[Point-per-instance localization data]
******

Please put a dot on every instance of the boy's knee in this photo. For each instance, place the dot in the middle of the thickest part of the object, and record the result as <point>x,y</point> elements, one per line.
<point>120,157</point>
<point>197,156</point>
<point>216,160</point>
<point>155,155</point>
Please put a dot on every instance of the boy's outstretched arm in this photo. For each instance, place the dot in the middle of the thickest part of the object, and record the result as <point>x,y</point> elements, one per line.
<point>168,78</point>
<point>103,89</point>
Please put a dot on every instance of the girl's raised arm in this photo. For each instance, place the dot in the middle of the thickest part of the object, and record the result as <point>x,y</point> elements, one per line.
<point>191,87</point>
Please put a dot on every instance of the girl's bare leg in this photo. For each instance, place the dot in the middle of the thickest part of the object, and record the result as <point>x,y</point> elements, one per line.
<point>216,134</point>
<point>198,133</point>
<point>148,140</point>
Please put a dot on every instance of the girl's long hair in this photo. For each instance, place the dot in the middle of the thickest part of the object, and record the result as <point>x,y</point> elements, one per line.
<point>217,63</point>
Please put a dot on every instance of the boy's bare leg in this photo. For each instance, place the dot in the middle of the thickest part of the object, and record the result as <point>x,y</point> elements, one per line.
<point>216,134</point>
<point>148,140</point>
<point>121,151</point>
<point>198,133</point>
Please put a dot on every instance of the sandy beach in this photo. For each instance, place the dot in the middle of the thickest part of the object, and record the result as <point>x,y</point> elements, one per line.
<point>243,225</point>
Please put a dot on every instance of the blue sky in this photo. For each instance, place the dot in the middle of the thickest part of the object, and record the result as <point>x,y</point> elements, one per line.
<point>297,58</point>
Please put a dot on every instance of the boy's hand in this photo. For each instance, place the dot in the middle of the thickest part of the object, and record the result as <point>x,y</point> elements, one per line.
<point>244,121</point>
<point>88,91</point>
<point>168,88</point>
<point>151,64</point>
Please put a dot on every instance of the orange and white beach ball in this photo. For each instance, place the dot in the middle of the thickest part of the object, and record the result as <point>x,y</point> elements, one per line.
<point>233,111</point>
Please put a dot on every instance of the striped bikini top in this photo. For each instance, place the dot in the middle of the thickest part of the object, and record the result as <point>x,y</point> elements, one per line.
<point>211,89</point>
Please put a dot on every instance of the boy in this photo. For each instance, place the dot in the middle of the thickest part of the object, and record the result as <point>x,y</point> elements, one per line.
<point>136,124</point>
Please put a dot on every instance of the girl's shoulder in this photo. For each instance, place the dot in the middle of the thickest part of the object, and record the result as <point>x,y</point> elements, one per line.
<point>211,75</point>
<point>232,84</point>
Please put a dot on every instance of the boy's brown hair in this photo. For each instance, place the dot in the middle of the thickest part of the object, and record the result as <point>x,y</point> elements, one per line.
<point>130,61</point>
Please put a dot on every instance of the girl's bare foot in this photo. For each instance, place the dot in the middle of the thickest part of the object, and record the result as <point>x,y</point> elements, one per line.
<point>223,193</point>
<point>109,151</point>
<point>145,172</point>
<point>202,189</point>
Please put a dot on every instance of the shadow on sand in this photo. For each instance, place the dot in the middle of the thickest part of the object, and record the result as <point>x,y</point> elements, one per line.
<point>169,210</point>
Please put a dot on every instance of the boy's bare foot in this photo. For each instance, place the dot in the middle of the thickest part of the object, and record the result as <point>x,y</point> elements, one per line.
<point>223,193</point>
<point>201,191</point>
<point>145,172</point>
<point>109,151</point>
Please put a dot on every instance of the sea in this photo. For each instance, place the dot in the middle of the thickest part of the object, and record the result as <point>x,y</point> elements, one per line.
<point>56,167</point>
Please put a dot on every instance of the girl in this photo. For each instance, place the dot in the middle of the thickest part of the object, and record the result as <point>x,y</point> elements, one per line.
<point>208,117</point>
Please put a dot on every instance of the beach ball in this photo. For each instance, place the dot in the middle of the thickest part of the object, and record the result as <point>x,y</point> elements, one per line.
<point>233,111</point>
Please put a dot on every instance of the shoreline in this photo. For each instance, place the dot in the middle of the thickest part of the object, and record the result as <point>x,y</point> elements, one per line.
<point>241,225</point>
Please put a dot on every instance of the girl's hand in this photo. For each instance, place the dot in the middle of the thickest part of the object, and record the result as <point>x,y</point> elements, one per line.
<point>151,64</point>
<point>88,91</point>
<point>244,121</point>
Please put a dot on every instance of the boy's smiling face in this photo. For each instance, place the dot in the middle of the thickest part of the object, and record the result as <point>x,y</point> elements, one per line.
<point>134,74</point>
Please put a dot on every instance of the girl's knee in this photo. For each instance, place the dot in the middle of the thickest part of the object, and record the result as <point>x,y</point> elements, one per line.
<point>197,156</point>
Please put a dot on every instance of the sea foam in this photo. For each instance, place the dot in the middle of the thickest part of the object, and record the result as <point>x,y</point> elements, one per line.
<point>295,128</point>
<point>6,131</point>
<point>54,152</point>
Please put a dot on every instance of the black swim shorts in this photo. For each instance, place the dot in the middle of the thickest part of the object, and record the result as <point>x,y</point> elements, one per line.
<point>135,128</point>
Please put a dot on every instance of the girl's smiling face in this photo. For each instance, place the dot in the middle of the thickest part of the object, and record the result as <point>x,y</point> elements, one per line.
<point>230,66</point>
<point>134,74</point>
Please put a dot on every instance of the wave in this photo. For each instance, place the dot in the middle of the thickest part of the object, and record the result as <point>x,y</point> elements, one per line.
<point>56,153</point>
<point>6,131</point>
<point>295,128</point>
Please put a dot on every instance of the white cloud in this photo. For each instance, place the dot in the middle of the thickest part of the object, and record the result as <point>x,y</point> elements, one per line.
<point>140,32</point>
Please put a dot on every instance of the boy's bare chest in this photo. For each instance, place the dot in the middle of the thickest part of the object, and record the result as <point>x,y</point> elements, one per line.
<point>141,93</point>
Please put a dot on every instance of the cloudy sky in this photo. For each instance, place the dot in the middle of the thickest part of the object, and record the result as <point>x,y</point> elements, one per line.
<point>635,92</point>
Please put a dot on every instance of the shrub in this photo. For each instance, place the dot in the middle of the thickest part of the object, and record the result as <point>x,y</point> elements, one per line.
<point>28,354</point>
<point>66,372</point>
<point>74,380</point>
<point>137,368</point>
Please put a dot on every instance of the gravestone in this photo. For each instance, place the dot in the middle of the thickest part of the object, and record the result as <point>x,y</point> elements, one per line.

******

Output each record precisely as given.

Please put a dot on every instance of the boy's knee in this photo. For each instance, place the dot in the middle of the thickest part of the object, and record the result as <point>x,y</point> elements, one per line.
<point>120,157</point>
<point>197,156</point>
<point>216,160</point>
<point>155,155</point>
Please put a dot on every instance of the boy's outstretched arm in this photo. For each instance, place the dot in the middle of the thickest part of the object, and record the result as <point>x,y</point> elements, one per line.
<point>168,78</point>
<point>103,89</point>
Please put a dot on every instance of the girl's raised arm in this photo. For each instance, place the dot in the middle of the thickest part of the object, and record the result as <point>x,y</point> elements, one per line.
<point>191,87</point>
Please put a dot on every instance of the girl's bare leg in this photo. For each instance, place the dot in the middle of the thickest part of the object, and record the result as <point>x,y</point> elements, one per line.
<point>216,134</point>
<point>198,133</point>
<point>148,140</point>
Please put a dot on every instance of the girl's long hair in this photo. For each instance, place the dot in the middle of the thickest part of the object, and record the result as <point>x,y</point> elements, one per line.
<point>217,63</point>
Please put a dot on every instance of the boy's bare leg in this photo. For each instance, place the dot in the middle of the thickest part of the object, and record the result as <point>x,y</point> elements, one per line.
<point>216,134</point>
<point>148,140</point>
<point>121,151</point>
<point>198,133</point>
Please put a dot on every instance of the sandy beach in this photo. For each instance, place the dot in the middle of the thickest part of the object, and record the result as <point>x,y</point> elements, one per line.
<point>243,225</point>
Please put a dot on every instance of the blue sky in this photo. For each instance, place the dot in the middle of the thickest part of the object, and record the result as <point>x,y</point> elements, one per line.
<point>297,58</point>
Please put a dot on every instance of the boy's hand in this photo. For each instance, place the dot in the middle of the thickest part of the object, and record the result as <point>x,y</point> elements, one per line.
<point>244,121</point>
<point>88,91</point>
<point>168,88</point>
<point>151,64</point>
Please put a dot on every instance of the orange and white beach ball in this photo. For each instance, place the dot in the middle of the thickest part of the object, and record the result as <point>x,y</point> elements, one per line.
<point>233,111</point>
Please put a dot on every instance of the striped bikini top in this photo. For each instance, place the dot in the middle of the thickest part of the object, and record the result as <point>x,y</point> elements, one per line.
<point>211,89</point>
Please put a dot on every instance of the boy in this photo. For each instance, place the dot in the middle of the thickest part of the object, and record the result as <point>x,y</point> elements, one per line.
<point>136,124</point>
Please put a dot on every instance of the girl's shoulder in this photo. For each instance, place the dot in the middle of the thickest part of the object, and record the result as <point>x,y</point> elements, one per line.
<point>211,75</point>
<point>232,84</point>
Please put a dot on every instance of the boy's brown hair in this photo. For each instance, place the dot in the middle of the thickest part of the object, and record the result as <point>x,y</point> elements, one per line.
<point>130,61</point>
Please put a dot on every instance of the girl's bare foot in this photo. For each instance, place the dot in the middle of the thickest part of the object, and record the result as <point>x,y</point> elements, one per line.
<point>223,193</point>
<point>109,151</point>
<point>145,172</point>
<point>202,189</point>
Please put a dot on every instance of the shadow on sand in this photo. For each instance, place the dot in the middle of the thickest part of the object, and record the result as <point>x,y</point> elements, one per line.
<point>169,210</point>
Please put a dot on every instance of the boy's bare foot in this photo. For each instance, place the dot in the middle of the thickest part of the object, and record the result as <point>x,y</point> elements, one per line.
<point>223,193</point>
<point>201,191</point>
<point>145,172</point>
<point>109,151</point>
Please put a dot on every instance of the sea in this photo. For each instance, place the dot in the middle of the thickest part of the object, and record the result as <point>x,y</point> elements, one per line.
<point>56,167</point>
Please put a dot on every instance of the girl in this photo. For each instance, place the dot in the middle of the thickest part of the object, and record the result as <point>x,y</point> elements, one per line.
<point>208,117</point>
Please put a dot on every instance of the beach ball in this photo. For each instance, place the dot in the middle of the thickest part of the object, and record the result as <point>x,y</point> elements, one per line.
<point>233,111</point>
Please put a dot on every instance of the shoreline in this photo. For each instance, place the dot in the middle of the thickest part of the object, and record the result as <point>x,y</point> elements, one per line.
<point>241,225</point>
Please put a dot on every instance of the girl's hand in this photo. For each instance, place the dot in the middle of the thickest part of the object, and record the result as <point>x,y</point> elements, one per line.
<point>151,64</point>
<point>88,91</point>
<point>244,121</point>
Please put a dot on every instance of the boy's smiling face in this photo. For each instance, place the dot in the middle of the thickest part of the object, and record the result as <point>x,y</point> elements, one per line.
<point>134,74</point>
Please put a dot on every instance of the girl's knee in this photo. For each instance, place the dot in the middle of the thickest part of the object, and record the result as <point>x,y</point> elements, one per line.
<point>197,156</point>
Please put a dot on every instance of the sea foam in this photo. For each instance, place the dot in the middle of the thickest part of the object, and record the result as <point>x,y</point> elements, one per line.
<point>295,128</point>
<point>6,131</point>
<point>54,152</point>
Please put a dot on every instance of the black swim shorts in this photo. For each instance, place the dot in the middle of the thickest part of the object, and record the result as <point>x,y</point> elements, one per line.
<point>135,128</point>
Please put a dot on every instance of the girl's smiling face in this photo. For each instance, place the dot in the middle of the thickest part of the object, and record the result as <point>x,y</point> elements, one per line.
<point>230,66</point>
<point>134,74</point>
Please put a dot on every instance of the wave in this photo. For each instance, place the dot in the middle of the thickest part of the object, and record the result as <point>x,y</point> elements, one per line.
<point>56,153</point>
<point>6,131</point>
<point>295,128</point>
Please put a dot on every instance of the white cloud in this photo. For each instance, place the dot in the middle of the thickest part of the object, and record the result as <point>x,y</point> elements, one per line.
<point>140,32</point>
Please put a dot on every instance of the boy's bare chest in this photo. For each instance, place the dot in the middle of the thickest part of the object, and record the result as <point>x,y</point> elements, one per line.
<point>141,93</point>
Please put a dot on every instance of the cloudy sky in this photo. For each instance, place the dot in the middle of the thickest part of the object, and record the result as <point>x,y</point> elements, one per line.
<point>635,92</point>
Please put a dot on every instance of the shrub in this photo. For each instance, place the dot in the middle of the thickest part of the object, and record the result as <point>x,y</point> elements, one per line.
<point>28,354</point>
<point>66,372</point>
<point>74,380</point>
<point>137,368</point>
Please put a dot on every instance of the gravestone in this photo. For each instance, place the dot in the middle of the thickest part of the object, and record the result as <point>x,y</point> elements, one per line.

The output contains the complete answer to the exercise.